— REQUEST —
Extract each line of the data and write it out again exactly.

[Entries from a pointing dataset]
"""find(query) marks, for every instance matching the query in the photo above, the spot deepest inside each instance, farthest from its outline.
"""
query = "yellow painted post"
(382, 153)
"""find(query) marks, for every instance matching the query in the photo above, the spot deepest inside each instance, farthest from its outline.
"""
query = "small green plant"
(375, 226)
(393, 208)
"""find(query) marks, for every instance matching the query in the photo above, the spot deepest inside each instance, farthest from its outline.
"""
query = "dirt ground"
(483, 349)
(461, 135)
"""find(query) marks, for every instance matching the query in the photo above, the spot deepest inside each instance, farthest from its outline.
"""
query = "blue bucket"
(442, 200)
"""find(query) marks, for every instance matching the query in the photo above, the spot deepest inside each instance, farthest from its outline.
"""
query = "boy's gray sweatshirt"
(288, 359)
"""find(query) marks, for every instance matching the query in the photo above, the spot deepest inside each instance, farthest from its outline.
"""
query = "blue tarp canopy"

— IN RESPONSE —
"""find(query) marks, for every instance matching the query in the photo above, the spot deepest inside each instance, farthest from its outline.
"""
query = "yellow painted post"
(382, 153)
"""find(query) marks, for every instance matching the query in the photo above, the spot deepest inside each instance, farthest from its outline.
"""
query = "small green plant"
(375, 226)
(393, 208)
"""find(query) marks, for every instance matching the query in the photo above, the spot deepest inside each instance, farthest from its outline.
"""
query = "dirt ground"
(483, 349)
(461, 135)
"""find(query) marks, for every instance matching the query in the photo above, the spot deepest inside each instance, farthest from its outline.
"""
query = "blue bucket"
(442, 200)
"""find(query) marks, for every instance matching the query in the photo above, the spot deepest inside each instance, farthest from its outline.
"""
query = "boy's gray sweatshirt"
(288, 359)
"""find(query) marks, for every instance matching the query in the photo above, the spot deepest inside each instance, farthest from its outline.
"""
query = "blue tarp canopy"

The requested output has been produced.